━━━━━ Document section
WHAT BRAND OF FEMINISM?

Kathleen Sprows Cummings has written a very entertaining essay on the tensions and compatibilities between feminism and Catholicism (“Do Women Have Souls?” September 11). The only problem is that she neglected to tell us what she means by “feminism.” When somebody says, “I am a feminist,” and leaves it at that, what she (or he) means is anything but clear.

It is a word that needs specification, since there are at least four species of feminism: egalitarian feminism, which holds that all opportunities—occupational, educational, athletic, etc.—that are open to boys/men should also be open to girls/women; sexual libertarian feminism, which holds that women have a right to sexual freedom and abortion; antimale feminism, which holds that men have always been—and still are—the enemy of women, and that women should therefore adopt an attitude of reciprocal enmity toward men; finally, there is quasi-religious feminism, which, rejecting all traditional religions, draws from active membership in the feminist movement many of the moral and psychological satisfactions that most people draw from a traditional religion.
━━━━━━━━━━
What to work on ->
a – For each statement, say yes or no according to the letter on feminism, and quote the words of the letter that decide it. (i) The letter counts at least four species of feminism. (ii) Sexual libertarian feminism holds that men are the enemy of women. (iii) Cummings made clear what she means by feminism.
b – Transcribe the letter on feminism from "WHAT BRAND OF" up to and including "anything but clear.".
The data that follow have no connection to the letter on feminism.
━━━━━ Supplied entries
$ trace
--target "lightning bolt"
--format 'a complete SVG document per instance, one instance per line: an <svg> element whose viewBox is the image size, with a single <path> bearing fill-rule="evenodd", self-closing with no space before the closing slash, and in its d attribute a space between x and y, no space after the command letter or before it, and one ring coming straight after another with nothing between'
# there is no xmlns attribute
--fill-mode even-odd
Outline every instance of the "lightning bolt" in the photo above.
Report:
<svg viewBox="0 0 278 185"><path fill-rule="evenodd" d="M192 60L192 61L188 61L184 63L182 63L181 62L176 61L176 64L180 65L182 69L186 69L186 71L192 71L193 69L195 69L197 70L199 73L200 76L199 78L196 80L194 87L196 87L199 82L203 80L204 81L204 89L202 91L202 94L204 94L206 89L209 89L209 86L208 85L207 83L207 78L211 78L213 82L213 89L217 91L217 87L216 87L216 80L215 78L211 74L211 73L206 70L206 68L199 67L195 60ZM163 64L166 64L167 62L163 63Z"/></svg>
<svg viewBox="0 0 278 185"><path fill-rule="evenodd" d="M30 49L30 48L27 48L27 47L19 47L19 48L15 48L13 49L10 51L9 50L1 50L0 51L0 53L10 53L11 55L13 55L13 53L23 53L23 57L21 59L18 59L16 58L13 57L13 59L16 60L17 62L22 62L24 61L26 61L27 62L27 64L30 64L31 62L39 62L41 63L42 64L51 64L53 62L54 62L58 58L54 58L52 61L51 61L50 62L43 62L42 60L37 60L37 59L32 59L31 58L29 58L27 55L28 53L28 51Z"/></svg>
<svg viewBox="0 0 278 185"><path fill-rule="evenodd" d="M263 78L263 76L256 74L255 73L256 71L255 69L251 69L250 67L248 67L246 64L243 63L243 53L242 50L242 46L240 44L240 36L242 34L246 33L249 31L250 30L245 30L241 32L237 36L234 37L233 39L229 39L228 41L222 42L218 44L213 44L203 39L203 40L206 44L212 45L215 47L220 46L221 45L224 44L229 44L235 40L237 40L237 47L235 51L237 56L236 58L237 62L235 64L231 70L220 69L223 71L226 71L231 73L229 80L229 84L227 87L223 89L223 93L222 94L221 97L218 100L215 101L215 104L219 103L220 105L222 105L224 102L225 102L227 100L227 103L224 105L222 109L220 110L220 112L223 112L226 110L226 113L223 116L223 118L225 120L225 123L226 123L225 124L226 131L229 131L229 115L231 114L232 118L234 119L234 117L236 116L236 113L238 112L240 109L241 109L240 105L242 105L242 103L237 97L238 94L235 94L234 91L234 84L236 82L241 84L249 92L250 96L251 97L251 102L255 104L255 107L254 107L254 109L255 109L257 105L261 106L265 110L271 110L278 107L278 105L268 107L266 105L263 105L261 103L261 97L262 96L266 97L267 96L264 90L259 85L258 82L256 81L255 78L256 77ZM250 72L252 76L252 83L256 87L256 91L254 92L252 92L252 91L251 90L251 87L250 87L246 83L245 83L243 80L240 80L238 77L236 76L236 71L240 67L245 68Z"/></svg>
━━━━━━━━━━
Responses by task ->
a –
(i) Yes: "there are at least four species of feminism"
(ii) No: "antimale feminism, which holds that men have always been—and still are—the enemy of women"
(iii) No: "she neglected to tell us what she means by “feminism.”"

b –
WHAT BRAND OF FEMINISM?

Kathleen Sprows Cummings has written a very entertaining essay on the tensions and compatibilities between feminism and Catholicism (“Do Women Have Souls?” September 11). The only problem is that she neglected to tell us what she means by “feminism.” When somebody says, “I am a feminist,” and leaves it at that, what she (or he) means is anything but clear.